EXTRAIT À LIRE:
══════════
Abirached : La commedia dell'arte, un théâtre populaire entre improvisation et tradition.

Publié le par Maltern







Abirached

 La commedia dell'arte,

un théâtre populaire entre improvisation et tradition.

 



« Héritières d'une tradition qui remonte aux atellanes et aux pantomimes de la Rome antique, les troupes de la commedia dell'arte sont, à leur origine, presque toutes itinérantes. Vouées au voyage comme les jongleurs, les funambules et les marchands d'orviétan, elles parcourent l'Italie dans tous les sens, soit qu'elles dressent leurs tréteaux sur les places publiques, soit qu'elles trouvent des ports d'attache dans les théâtres qui viennent d'être construits, au cours du XVIe siècle, dans la péninsule. Très vite, elles acquièrent une telle réputation que ducs et princes se disputent les services des plus célèbres d'entre elles et qu'on les réclame de plus en plus souvent à l'étranger ; c'est ainsi que, dès 1548, on en trouve une à Lyon, et qu'on peut suivre la trace de plusieurs autres à travers la France et l'Allemagne peu après cette date. Au XVIIIe siècle, elles auront recours, pour régler leurs tournées, à des imprésarios professionnels : elles se répandent alors dans toute l'Europe, d'Amsterdam à Varsovie et de Londres à Vienne.
══════════
DONNÉES PRÉSENTÉES:
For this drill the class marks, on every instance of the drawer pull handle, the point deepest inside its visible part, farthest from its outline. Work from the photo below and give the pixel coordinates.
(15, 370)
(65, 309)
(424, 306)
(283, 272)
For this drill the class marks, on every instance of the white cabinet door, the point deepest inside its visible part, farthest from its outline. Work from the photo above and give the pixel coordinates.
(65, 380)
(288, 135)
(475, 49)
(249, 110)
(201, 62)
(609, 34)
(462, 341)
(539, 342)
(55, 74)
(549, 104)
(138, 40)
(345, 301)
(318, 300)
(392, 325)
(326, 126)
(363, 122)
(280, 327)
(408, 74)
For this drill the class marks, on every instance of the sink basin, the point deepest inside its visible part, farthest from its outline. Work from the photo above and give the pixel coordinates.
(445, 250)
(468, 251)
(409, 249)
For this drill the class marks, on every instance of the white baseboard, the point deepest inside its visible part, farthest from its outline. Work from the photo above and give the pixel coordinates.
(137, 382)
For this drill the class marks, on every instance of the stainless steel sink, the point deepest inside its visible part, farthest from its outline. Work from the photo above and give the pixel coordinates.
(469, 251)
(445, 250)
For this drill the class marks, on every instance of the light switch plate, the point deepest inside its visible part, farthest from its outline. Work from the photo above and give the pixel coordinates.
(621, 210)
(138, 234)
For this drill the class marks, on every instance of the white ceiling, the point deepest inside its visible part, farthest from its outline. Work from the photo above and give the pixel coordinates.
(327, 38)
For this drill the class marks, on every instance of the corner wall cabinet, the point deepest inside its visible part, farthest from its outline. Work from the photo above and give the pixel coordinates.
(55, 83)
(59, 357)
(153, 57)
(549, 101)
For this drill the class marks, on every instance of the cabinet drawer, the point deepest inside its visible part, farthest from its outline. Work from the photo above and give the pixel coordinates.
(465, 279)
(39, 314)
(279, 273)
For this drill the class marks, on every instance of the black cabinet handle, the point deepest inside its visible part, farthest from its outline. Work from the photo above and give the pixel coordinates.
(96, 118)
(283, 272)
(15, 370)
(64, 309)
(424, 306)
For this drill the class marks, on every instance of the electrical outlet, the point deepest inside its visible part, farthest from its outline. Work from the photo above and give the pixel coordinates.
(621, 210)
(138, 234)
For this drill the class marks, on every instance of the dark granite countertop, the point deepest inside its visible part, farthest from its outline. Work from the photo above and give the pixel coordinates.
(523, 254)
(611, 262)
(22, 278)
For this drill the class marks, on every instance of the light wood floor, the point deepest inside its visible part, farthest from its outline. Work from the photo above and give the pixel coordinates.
══════════
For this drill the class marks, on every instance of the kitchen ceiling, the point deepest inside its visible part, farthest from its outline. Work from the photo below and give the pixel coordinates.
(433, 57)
══════════
À FAIRE:
(a) Pourriez-vous réécrire plus brièvement le paragraphe de l'extrait sur la commedia dell'arte qui commence par « Héritières d'une tradition », en conservant ses faits principaux ?
(b) Pourriez-vous reprendre l'extrait sur la commedia dell'arte là où il s'arrête et en écrire la suite ?

RÉPONSES:
(a) Issues des atellanes et des pantomimes de la Rome antique, les troupes de la commedia dell'arte sont d'abord presque toutes itinérantes. Comme les jongleurs, les funambules et les marchands d'orviétan, elles sillonnent l'Italie et jouent sur les places publiques ou dans les théâtres construits au XVIe siècle dans la péninsule. Leur réputation grandit vite : ducs et princes se disputent les plus célèbres, et on les demande de plus en plus à l'étranger. L'une d'elles est à Lyon dès 1548, et d'autres passent en France et en Allemagne peu après. Au XVIIIe siècle, des imprésarios professionnels organisent leurs tournées, et elles se répandent dans toute l'Europe, d'Amsterdam à Varsovie et de Londres à Vienne.

(b)
Les troupes de la commedia dell'arte se distinguent d'abord par une solide homogénéité : vivant en vase clos, elles se transmettent leurs recettes de génération en génération, et les familles d'acteurs constituent souvent de vraies dynasties. Bien que, selon leur terroir d'origine, elles usent de différents parlers dialectaux et héritent de multiples traditions locales, tous ces apports se fondent en un vaste trésor commun où chacune vient puiser. On les voit, au fur et à mesure de leurs voyages, truffer leurs dialogues de mots français, castillans ou allemands, qui s'ajoutent à la bigarrure de leurs vocabulaires et de leurs accents issus de Naples, de Venise, de Bergame ou de Milan. Et, surtout, leur répertoire s'enrichit sans cesse de tours nouveaux qui augmentent et modifient indéfiniment le legs traditionnel : canevas, types théâtraux, répliques, lazzis, techniques de machinerie sont ainsi repris et transformés, au gré de l'invention des scénaristes et des comédiens.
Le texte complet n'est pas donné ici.